-- Start --
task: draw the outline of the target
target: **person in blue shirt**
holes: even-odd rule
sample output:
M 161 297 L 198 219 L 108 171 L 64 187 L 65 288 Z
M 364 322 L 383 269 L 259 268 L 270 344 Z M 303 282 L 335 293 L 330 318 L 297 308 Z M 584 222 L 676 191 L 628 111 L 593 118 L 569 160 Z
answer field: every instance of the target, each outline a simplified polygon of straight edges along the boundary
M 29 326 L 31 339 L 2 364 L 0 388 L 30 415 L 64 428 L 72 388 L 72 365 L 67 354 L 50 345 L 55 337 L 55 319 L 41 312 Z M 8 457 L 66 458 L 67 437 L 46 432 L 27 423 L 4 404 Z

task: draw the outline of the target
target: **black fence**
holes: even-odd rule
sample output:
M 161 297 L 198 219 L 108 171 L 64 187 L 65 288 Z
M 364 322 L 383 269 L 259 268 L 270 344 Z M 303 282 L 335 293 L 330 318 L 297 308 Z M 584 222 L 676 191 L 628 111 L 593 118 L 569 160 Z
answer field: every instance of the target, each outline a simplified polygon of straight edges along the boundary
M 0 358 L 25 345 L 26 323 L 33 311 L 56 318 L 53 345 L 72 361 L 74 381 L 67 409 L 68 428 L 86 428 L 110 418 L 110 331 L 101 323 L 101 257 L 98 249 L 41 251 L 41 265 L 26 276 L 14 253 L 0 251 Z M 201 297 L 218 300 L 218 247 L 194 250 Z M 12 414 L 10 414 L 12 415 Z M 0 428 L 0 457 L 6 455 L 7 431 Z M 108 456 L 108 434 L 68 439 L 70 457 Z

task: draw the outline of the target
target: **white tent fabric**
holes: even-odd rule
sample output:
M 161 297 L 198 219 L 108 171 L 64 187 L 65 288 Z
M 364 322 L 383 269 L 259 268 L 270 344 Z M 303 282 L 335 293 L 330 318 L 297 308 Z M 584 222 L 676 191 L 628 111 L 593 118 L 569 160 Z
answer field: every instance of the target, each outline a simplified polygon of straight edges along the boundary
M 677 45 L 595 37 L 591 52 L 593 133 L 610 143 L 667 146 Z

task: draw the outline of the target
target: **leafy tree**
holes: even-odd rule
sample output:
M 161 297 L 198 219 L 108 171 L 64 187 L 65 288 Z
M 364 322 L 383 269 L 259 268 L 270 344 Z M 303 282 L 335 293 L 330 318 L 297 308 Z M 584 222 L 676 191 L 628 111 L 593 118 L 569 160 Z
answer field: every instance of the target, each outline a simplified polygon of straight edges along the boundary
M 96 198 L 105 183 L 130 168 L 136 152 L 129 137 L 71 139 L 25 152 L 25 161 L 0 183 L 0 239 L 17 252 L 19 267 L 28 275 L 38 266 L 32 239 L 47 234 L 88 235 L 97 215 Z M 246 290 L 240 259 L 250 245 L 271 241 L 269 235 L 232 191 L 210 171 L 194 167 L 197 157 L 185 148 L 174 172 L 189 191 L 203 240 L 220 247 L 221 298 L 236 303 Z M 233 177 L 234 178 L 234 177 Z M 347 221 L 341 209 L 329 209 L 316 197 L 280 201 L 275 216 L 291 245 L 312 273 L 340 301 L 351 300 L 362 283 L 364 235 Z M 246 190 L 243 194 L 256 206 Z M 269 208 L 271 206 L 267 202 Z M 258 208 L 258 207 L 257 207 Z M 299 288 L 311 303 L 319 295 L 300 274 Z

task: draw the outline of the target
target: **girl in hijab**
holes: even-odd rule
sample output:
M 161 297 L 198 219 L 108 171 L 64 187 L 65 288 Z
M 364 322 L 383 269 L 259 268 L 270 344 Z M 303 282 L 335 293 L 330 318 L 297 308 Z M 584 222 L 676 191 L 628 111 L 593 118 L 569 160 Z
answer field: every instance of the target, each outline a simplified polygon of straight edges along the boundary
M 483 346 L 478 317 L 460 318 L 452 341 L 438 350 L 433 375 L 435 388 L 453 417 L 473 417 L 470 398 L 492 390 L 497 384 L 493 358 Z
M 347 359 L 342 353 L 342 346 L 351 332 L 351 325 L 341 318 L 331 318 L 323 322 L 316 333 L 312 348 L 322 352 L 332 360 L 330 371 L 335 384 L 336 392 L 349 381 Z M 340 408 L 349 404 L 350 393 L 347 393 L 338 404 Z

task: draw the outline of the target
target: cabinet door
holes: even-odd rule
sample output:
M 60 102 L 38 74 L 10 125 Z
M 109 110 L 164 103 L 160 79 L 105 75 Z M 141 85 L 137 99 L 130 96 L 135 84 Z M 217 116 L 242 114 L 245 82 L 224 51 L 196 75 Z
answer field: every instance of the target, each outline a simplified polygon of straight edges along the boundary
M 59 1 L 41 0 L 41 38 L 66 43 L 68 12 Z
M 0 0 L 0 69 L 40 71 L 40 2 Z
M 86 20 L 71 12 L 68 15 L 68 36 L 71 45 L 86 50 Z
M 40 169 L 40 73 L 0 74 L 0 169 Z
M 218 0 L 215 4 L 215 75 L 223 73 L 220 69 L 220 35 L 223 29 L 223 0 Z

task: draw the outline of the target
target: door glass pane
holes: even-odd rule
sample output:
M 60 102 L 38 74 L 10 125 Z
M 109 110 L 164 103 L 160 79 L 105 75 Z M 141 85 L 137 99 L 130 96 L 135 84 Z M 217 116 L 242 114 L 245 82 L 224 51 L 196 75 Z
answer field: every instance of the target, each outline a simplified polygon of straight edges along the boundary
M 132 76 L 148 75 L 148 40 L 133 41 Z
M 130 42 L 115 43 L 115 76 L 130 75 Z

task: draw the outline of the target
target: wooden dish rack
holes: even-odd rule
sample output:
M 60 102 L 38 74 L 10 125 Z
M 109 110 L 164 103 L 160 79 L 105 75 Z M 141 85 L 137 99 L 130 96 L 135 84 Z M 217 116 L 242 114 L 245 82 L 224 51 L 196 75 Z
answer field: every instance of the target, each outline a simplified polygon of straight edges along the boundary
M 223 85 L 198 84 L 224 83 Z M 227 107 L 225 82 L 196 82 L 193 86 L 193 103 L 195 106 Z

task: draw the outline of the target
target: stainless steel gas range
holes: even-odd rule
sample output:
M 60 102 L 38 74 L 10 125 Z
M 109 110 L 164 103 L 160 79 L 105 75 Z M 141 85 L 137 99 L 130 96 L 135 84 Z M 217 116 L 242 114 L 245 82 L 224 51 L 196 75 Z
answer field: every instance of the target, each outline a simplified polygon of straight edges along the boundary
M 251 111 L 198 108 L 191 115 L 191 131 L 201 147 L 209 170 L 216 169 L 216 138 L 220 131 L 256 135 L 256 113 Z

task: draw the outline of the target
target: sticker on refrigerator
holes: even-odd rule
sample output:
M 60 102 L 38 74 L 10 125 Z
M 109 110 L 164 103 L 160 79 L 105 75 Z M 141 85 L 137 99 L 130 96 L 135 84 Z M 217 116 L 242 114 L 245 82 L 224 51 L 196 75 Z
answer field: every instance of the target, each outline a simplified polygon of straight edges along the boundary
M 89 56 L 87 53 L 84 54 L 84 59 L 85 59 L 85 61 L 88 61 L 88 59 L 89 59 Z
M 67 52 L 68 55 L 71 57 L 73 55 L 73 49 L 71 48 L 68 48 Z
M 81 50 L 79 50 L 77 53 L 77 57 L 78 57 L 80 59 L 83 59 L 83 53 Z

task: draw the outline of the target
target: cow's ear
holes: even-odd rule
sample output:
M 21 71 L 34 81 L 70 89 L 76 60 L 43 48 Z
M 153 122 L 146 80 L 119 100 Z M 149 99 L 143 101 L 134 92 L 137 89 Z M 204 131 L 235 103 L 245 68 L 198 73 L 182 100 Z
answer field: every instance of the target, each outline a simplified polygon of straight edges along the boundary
-- End --
■ Goal of the exercise: Which lines above contain the word "door"? Show each of them in full.

■ Output:
target: cabinet door
target: door glass pane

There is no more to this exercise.